Data for analysis:
━━━━━━━━━━━━━━━━
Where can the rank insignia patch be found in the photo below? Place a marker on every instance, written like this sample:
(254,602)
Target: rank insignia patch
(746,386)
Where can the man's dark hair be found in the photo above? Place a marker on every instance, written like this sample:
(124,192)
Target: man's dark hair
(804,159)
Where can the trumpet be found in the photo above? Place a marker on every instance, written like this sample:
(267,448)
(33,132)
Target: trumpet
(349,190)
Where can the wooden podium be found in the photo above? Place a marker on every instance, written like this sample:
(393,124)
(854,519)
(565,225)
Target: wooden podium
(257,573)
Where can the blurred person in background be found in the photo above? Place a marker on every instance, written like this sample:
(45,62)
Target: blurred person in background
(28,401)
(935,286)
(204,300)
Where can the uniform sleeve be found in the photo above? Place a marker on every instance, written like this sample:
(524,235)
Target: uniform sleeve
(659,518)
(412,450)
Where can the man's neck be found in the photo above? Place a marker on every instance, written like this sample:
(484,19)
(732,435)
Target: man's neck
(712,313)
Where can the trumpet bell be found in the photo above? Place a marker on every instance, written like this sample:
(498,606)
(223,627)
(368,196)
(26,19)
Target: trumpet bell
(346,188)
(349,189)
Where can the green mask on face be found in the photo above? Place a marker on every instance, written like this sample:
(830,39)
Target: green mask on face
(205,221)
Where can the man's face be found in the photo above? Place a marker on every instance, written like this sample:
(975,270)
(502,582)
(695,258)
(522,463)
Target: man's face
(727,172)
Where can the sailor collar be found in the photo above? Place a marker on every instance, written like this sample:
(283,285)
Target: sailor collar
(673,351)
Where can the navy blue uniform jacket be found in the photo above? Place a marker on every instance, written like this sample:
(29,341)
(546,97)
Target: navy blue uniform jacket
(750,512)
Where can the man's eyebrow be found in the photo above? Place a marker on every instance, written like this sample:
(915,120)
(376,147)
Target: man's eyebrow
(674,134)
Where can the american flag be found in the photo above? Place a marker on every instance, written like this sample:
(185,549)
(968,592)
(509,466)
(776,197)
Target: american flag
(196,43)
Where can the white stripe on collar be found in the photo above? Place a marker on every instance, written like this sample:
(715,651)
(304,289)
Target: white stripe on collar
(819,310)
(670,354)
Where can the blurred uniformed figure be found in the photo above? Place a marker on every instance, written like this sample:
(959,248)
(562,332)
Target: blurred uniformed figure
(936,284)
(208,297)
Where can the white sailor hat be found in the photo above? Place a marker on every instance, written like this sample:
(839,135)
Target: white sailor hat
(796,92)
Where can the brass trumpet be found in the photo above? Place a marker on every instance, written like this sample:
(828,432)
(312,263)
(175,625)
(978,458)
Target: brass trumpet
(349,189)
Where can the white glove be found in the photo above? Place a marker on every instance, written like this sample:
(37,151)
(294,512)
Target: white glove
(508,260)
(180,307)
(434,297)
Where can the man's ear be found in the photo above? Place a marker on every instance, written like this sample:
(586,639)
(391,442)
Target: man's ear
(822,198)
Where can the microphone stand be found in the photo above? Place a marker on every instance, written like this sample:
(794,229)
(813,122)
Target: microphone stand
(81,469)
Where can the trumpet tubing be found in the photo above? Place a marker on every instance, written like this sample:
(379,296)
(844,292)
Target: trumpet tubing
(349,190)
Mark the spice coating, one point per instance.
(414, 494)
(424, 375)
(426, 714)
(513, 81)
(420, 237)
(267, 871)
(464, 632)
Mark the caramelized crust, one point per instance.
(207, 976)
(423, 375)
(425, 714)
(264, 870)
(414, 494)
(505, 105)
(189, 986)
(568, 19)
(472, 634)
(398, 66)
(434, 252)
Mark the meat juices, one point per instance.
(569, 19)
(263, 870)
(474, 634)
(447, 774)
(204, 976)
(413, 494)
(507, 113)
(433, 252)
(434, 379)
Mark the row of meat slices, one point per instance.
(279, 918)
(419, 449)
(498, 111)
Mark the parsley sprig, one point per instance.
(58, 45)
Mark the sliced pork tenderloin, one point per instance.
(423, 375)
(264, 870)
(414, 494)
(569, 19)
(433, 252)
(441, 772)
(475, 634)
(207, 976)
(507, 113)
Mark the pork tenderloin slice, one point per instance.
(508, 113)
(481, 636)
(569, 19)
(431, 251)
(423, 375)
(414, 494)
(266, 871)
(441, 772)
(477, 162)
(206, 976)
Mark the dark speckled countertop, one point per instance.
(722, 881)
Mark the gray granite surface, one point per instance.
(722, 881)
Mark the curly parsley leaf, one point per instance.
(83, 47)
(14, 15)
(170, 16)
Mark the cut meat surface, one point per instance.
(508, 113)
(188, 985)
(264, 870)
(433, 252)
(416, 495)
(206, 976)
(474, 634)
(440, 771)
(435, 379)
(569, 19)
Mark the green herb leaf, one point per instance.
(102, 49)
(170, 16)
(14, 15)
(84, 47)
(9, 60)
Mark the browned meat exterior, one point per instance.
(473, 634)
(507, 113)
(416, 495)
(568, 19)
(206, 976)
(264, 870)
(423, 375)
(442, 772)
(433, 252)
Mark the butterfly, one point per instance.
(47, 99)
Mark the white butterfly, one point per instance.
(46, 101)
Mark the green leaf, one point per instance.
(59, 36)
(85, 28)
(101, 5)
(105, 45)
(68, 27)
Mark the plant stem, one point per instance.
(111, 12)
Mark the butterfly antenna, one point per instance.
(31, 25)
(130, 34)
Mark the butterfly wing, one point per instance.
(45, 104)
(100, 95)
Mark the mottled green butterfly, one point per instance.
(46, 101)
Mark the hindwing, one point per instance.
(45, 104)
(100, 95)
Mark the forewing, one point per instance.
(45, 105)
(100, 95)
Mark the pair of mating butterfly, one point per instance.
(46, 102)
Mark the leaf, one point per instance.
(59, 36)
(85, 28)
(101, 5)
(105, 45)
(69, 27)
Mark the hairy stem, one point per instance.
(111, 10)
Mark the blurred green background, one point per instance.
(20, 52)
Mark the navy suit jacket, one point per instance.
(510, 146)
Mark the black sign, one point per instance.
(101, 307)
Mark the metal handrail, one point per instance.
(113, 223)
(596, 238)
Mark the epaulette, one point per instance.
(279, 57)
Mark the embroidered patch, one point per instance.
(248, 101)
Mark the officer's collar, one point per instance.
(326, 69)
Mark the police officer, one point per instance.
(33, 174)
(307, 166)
━━━━━━━━━━━━━━━━
Your task:
Each line of the material is to be copied exactly.

Answer area:
Where can the rank insignia patch be found in the photo below? Place a marker on every instance, written like this sample:
(254,602)
Target: rank insignia patch
(746,386)
Where can the man's dark hair be found in the photo above? Place a marker on every instance, written like this sample:
(124,192)
Target: man's dark hair
(804,159)
Where can the trumpet be found in the photo above? Place a marker on every instance, written like this sample:
(267,448)
(33,132)
Target: trumpet
(349,190)
Where can the wooden podium be found in the photo above? Place a marker on every instance, written like this sample:
(393,124)
(854,519)
(565,225)
Target: wooden podium
(257,573)
Where can the blurred person in background be found in the photo above? Place a marker on every instance, written like this sample:
(45,62)
Target: blurred person in background
(28,401)
(935,286)
(204,300)
Where can the uniform sleeve be found in the photo above? Place a marker on every instance, written like this sample:
(524,235)
Target: uniform sleeve
(659,518)
(412,450)
Where can the man's neck be found in the photo above? Place a marker on every instance, written like this sample:
(484,19)
(732,435)
Target: man's neck
(712,313)
Where can the trumpet bell be found in the photo above? Place a marker on every instance, written like this sample:
(498,606)
(223,627)
(368,196)
(26,19)
Target: trumpet bell
(346,188)
(349,189)
Where can the green mask on face be found in the photo above? Place a marker on every instance, written like this sample:
(830,39)
Target: green mask on face
(205,221)
Where can the man's face be found in the photo above? Place a marker on every instance, written like this sample:
(975,270)
(502,582)
(695,258)
(522,463)
Target: man's face
(727,172)
Where can the sailor collar be found in the photo above? Place a marker on every instance, written like this sample:
(283,285)
Target: sailor collar
(673,351)
Where can the navy blue uniform jacket be found in the photo above? Place a marker on every instance, written like this sample:
(29,341)
(546,97)
Target: navy blue uniform jacket
(750,512)
Where can the man's eyebrow be found in the photo above? Place a marker on every instance, written like this sample:
(915,120)
(376,147)
Target: man's eyebrow
(674,134)
Where can the american flag be found in the photo above? Place a marker on every instance, written like this sample:
(185,549)
(968,592)
(509,466)
(776,197)
Target: american flag
(196,43)
Where can the white stripe on collar be found in the photo above? Place a marker on every instance, written like this sample:
(715,651)
(304,289)
Target: white stripe on collar
(819,310)
(670,354)
Where can the blurred uniformed figure be found in the photo above? Place a marker on every instance, written like this sample:
(959,248)
(562,332)
Target: blurred uniformed figure
(936,284)
(208,297)
Where can the white sailor hat be found in the photo above? Place a marker on every instance, written like this sample:
(839,135)
Target: white sailor hat
(796,92)
Where can the brass trumpet be found in the photo above? Place a marker on every instance, written like this sample:
(828,432)
(312,263)
(175,625)
(978,458)
Target: brass trumpet
(349,189)
Where can the white glove be found in the photo above? Place a marker on every instance, written like this sample:
(37,151)
(294,512)
Target: white glove
(508,260)
(180,307)
(434,297)
Where can the man's ear be found in the photo above? Place a marker on every instance, written like this sample:
(586,639)
(391,442)
Target: man's ear
(822,198)
Where can the microphone stand be found in the photo above? Place a marker on every instance, written like this sample:
(794,229)
(813,122)
Target: microphone stand
(81,469)
Where can the trumpet tubing be found in the photo above? Place a marker on every instance, written like this sample:
(379,296)
(844,292)
Target: trumpet tubing
(349,190)
Mark the spice coating, one point per instance.
(414, 494)
(424, 375)
(426, 714)
(513, 81)
(420, 237)
(267, 871)
(464, 632)
Mark the caramelized crust, one point per instance.
(207, 976)
(423, 375)
(425, 714)
(264, 870)
(414, 494)
(505, 105)
(189, 986)
(568, 19)
(472, 634)
(398, 66)
(434, 252)
Mark the meat juices, one point per instance.
(569, 19)
(263, 870)
(474, 634)
(447, 774)
(204, 976)
(413, 494)
(507, 113)
(433, 252)
(434, 379)
Mark the row of meat slices, one point per instance.
(279, 918)
(419, 449)
(498, 111)
Mark the parsley sprig, one point per instance.
(58, 45)
Mark the sliced pork tenderloin, one point per instance.
(423, 375)
(264, 870)
(414, 494)
(569, 19)
(433, 252)
(441, 772)
(475, 634)
(207, 976)
(507, 113)
Mark the pork tenderloin slice, one point per instance.
(508, 113)
(481, 636)
(569, 19)
(431, 251)
(423, 375)
(414, 494)
(266, 871)
(441, 772)
(477, 162)
(206, 976)
Mark the dark speckled countertop, one point per instance.
(722, 881)
Mark the gray granite surface, one point per instance.
(722, 881)
Mark the curly parsley leaf, one point per instance.
(83, 47)
(14, 15)
(170, 16)
Mark the cut meat surface, one point per instance.
(508, 113)
(188, 985)
(264, 870)
(433, 252)
(416, 495)
(206, 976)
(474, 634)
(440, 771)
(435, 379)
(569, 19)
Mark the green herb leaf, one point per instance.
(102, 49)
(170, 16)
(14, 15)
(84, 47)
(9, 60)
Mark the browned meat exterior, one point per instance.
(473, 634)
(507, 113)
(416, 495)
(568, 19)
(206, 976)
(264, 870)
(423, 375)
(442, 772)
(433, 252)
Mark the butterfly, one point per instance.
(47, 99)
Mark the white butterfly, one point per instance.
(46, 101)
Mark the green leaf, one point per instance.
(59, 36)
(85, 28)
(101, 5)
(105, 45)
(68, 27)
Mark the plant stem, one point per instance.
(111, 12)
Mark the butterfly antenna, one point per instance.
(31, 25)
(130, 34)
Mark the butterfly wing, one point per instance.
(45, 104)
(100, 95)
Mark the mottled green butterfly, one point per instance.
(46, 101)
Mark the hindwing, one point per instance.
(45, 104)
(100, 95)
Mark the forewing, one point per instance.
(45, 105)
(100, 95)
Mark the pair of mating butterfly, one point per instance.
(46, 102)
Mark the leaf, one point per instance.
(59, 36)
(85, 28)
(101, 5)
(105, 45)
(69, 27)
Mark the hairy stem, one point per instance.
(111, 10)
Mark the blurred green background, one point per instance.
(20, 52)
Mark the navy suit jacket, one point per instance.
(510, 146)
Mark the black sign, one point per instance.
(101, 307)
Mark the metal handrail, one point per instance.
(113, 223)
(596, 238)
Mark the epaulette, one point per instance.
(279, 57)
Mark the embroidered patch, one point per instance.
(248, 101)
Mark the officer's collar, one point per instance.
(326, 69)
Mark the police officer, one point per instance.
(33, 174)
(307, 166)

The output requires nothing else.